- TASK BRIEF -
Only the lines from the line containing "positive clicks: (378, 112)" to the end of the records, both included, belong in the answer, copied exactly.
◆ ◆ ◆
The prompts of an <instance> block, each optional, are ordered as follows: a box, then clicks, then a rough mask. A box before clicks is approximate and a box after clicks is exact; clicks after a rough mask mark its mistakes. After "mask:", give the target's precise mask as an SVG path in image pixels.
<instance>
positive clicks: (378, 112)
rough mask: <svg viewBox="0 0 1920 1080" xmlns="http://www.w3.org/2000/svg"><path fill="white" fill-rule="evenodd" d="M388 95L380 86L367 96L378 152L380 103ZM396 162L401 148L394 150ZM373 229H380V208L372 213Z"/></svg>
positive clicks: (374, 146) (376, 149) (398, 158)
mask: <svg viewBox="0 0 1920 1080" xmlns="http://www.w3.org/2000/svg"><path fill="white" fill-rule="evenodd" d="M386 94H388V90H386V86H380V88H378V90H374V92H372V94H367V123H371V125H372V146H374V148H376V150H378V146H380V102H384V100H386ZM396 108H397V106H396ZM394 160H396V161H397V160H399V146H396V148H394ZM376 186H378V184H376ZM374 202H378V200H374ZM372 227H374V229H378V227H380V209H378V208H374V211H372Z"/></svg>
◆ ◆ ◆
- TASK SOLUTION -
positive clicks: (378, 112)
rough mask: <svg viewBox="0 0 1920 1080" xmlns="http://www.w3.org/2000/svg"><path fill="white" fill-rule="evenodd" d="M388 95L380 86L367 96L378 152L380 103ZM396 162L401 148L394 150ZM373 229H380V208L372 213Z"/></svg>
positive clicks: (374, 146) (376, 149) (398, 158)
mask: <svg viewBox="0 0 1920 1080" xmlns="http://www.w3.org/2000/svg"><path fill="white" fill-rule="evenodd" d="M386 94H388V90H386V86H380V88H378V90H374V92H372V94H367V123H371V125H372V146H374V148H376V150H378V146H380V102H384V100H386ZM396 108H397V106H396ZM394 160H396V161H397V160H399V146H396V148H394ZM376 186H378V184H376ZM374 202H378V200H374ZM372 227H374V229H378V227H380V209H378V208H374V211H372Z"/></svg>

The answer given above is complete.